* **Information shown**:
§

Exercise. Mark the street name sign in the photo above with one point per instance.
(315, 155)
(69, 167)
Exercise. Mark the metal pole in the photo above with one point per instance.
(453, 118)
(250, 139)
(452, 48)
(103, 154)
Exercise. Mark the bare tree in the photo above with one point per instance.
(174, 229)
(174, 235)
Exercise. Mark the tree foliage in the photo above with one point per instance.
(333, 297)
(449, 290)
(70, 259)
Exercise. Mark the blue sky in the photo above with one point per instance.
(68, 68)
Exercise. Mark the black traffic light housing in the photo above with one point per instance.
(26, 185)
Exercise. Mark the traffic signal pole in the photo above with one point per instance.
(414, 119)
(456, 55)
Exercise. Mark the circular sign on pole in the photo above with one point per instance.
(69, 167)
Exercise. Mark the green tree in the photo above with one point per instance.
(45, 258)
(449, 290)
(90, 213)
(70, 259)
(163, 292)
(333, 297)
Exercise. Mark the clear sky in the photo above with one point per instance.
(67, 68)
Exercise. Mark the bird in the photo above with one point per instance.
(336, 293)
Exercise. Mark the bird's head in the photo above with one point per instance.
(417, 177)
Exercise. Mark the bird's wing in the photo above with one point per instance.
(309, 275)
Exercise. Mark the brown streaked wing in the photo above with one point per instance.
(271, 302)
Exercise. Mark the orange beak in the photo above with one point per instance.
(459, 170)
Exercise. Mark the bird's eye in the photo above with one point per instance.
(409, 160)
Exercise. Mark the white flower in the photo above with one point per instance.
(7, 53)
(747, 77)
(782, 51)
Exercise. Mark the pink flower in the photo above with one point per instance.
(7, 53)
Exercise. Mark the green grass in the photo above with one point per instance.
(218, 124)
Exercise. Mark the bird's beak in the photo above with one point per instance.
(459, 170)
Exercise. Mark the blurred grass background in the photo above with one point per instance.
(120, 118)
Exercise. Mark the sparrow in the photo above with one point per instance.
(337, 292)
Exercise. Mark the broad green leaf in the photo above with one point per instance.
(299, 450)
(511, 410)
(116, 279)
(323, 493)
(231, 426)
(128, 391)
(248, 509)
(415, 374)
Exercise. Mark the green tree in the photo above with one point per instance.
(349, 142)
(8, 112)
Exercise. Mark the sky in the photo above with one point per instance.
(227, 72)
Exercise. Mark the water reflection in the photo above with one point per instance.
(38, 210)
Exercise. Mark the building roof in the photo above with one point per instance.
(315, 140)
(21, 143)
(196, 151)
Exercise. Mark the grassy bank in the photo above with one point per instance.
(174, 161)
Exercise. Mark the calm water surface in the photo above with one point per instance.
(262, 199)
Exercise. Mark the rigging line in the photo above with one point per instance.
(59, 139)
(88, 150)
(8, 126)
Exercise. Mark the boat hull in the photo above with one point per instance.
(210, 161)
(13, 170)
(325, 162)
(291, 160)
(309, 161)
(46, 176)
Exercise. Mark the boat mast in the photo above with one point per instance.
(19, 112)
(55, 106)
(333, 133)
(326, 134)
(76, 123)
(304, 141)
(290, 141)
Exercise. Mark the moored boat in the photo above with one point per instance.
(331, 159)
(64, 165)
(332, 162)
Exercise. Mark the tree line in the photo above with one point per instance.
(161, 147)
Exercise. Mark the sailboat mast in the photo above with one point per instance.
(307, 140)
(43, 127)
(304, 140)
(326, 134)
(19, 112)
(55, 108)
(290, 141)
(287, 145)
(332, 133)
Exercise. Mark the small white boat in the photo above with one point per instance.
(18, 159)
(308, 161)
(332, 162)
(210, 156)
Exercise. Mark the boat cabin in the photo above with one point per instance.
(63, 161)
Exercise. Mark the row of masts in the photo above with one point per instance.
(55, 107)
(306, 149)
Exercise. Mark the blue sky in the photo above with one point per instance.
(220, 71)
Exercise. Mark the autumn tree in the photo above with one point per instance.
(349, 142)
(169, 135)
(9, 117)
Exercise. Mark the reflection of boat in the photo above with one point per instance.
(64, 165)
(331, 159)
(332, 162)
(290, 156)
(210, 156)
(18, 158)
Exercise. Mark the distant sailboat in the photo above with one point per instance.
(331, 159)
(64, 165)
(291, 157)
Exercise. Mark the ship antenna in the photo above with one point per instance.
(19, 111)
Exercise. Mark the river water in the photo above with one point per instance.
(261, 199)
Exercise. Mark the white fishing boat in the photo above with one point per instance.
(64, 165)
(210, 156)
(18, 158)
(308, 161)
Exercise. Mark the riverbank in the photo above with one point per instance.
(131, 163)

§

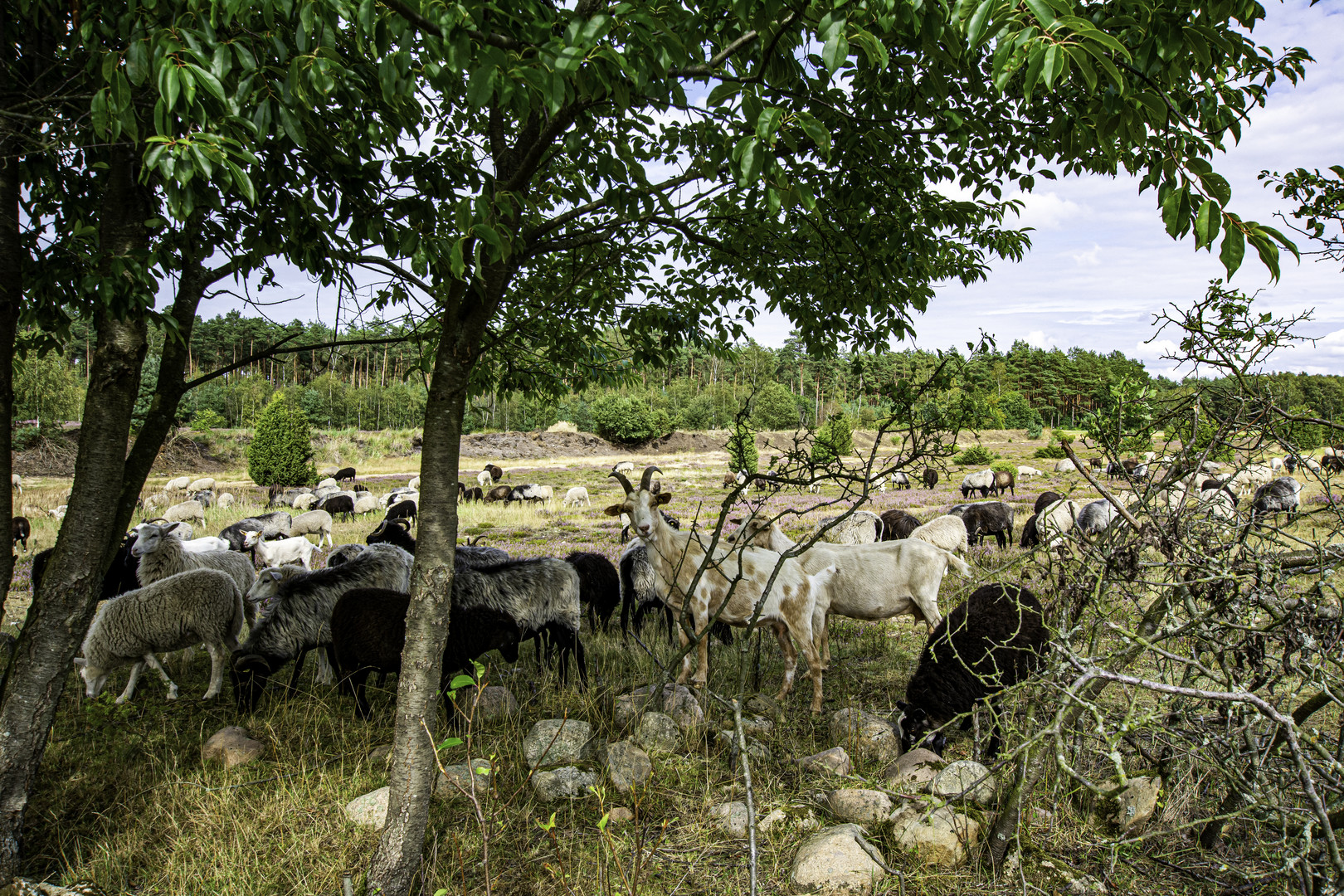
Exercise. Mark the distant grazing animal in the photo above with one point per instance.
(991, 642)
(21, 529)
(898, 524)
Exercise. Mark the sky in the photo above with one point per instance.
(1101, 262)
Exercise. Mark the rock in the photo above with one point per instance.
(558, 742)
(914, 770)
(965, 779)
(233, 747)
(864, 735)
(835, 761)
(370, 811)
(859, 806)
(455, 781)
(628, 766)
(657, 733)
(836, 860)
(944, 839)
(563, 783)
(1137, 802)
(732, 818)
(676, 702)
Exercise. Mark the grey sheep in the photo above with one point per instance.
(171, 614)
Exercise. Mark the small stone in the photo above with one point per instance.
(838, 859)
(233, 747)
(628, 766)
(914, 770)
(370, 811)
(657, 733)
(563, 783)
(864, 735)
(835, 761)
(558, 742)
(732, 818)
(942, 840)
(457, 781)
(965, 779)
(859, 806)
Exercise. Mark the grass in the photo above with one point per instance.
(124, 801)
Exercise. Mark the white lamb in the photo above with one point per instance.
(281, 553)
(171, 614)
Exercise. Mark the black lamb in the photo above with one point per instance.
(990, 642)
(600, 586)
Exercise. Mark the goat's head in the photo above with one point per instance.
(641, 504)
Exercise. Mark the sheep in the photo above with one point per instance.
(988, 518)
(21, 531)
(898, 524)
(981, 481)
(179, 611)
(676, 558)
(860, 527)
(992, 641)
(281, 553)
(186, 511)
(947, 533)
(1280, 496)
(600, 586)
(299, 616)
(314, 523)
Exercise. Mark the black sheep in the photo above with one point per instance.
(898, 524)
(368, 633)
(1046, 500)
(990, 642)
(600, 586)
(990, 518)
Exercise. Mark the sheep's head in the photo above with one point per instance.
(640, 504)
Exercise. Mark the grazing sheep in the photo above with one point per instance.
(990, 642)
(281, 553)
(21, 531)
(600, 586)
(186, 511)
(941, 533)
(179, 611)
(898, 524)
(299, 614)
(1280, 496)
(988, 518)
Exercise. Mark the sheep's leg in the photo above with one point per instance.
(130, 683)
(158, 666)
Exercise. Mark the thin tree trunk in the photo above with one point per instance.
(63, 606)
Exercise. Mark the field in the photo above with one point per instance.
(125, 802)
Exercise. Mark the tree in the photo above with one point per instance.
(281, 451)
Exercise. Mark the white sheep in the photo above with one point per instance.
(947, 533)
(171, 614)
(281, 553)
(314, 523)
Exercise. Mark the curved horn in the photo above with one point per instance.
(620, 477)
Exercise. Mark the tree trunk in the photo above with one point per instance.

§

* **What needs to be done**: Please copy, exactly and with nothing else, the lines above beginning at the line that has "Exercise. Mark the tree in" and ending with the line that has "Exercise. Mark the tree trunk".

* **Solution to this problem**:
Exercise. Mark the tree in the photo above with one point per instance.
(281, 451)
Exercise. Mark the white sheep in the photo above with one point per instance.
(947, 533)
(171, 614)
(281, 553)
(314, 523)
Exercise. Mark the curved horn in the photo above with one point per instance.
(620, 477)
Exercise. Mark the tree trunk in the photo above with one point per instance.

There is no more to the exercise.